### WRITTEN PROBLEM
Count how many lines in the two blocks below contain the string "canopy", and reply with only that number.
******************************
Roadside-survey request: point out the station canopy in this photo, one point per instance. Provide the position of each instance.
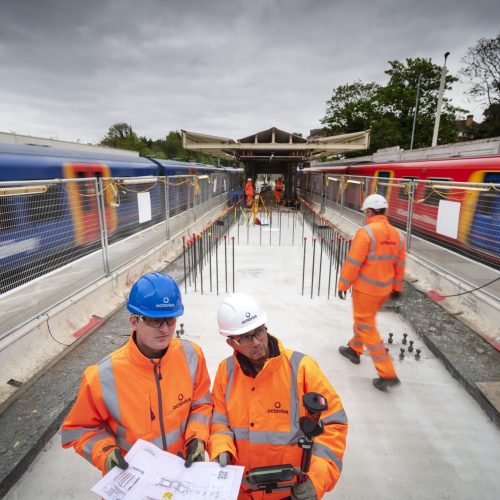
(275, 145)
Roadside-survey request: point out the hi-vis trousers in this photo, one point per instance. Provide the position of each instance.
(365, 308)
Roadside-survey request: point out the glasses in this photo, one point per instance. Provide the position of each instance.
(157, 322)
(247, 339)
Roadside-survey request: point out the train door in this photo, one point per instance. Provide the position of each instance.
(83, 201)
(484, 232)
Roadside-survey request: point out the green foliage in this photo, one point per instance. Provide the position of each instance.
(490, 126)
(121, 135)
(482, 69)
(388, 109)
******************************
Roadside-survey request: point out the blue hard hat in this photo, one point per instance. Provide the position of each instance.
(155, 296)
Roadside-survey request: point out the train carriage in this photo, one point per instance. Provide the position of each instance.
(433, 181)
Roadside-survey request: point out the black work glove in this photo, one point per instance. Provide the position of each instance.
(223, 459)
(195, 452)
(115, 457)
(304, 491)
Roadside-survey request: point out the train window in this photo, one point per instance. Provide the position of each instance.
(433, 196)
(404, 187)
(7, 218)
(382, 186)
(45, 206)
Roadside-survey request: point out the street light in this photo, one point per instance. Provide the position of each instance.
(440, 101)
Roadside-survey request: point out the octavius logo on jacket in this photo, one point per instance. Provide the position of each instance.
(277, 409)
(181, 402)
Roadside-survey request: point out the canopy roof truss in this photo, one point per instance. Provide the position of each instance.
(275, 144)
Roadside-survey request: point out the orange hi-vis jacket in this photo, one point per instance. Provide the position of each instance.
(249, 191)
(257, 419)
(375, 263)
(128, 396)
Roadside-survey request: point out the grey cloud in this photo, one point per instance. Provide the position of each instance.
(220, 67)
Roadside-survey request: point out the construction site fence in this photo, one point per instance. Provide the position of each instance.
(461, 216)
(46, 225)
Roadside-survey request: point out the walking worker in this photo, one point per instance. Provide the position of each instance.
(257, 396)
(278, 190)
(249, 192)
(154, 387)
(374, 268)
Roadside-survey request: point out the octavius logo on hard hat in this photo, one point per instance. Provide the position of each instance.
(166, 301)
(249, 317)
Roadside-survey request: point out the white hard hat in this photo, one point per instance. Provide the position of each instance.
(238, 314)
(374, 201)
******************************
### SOLUTION TO THE PROBLEM
2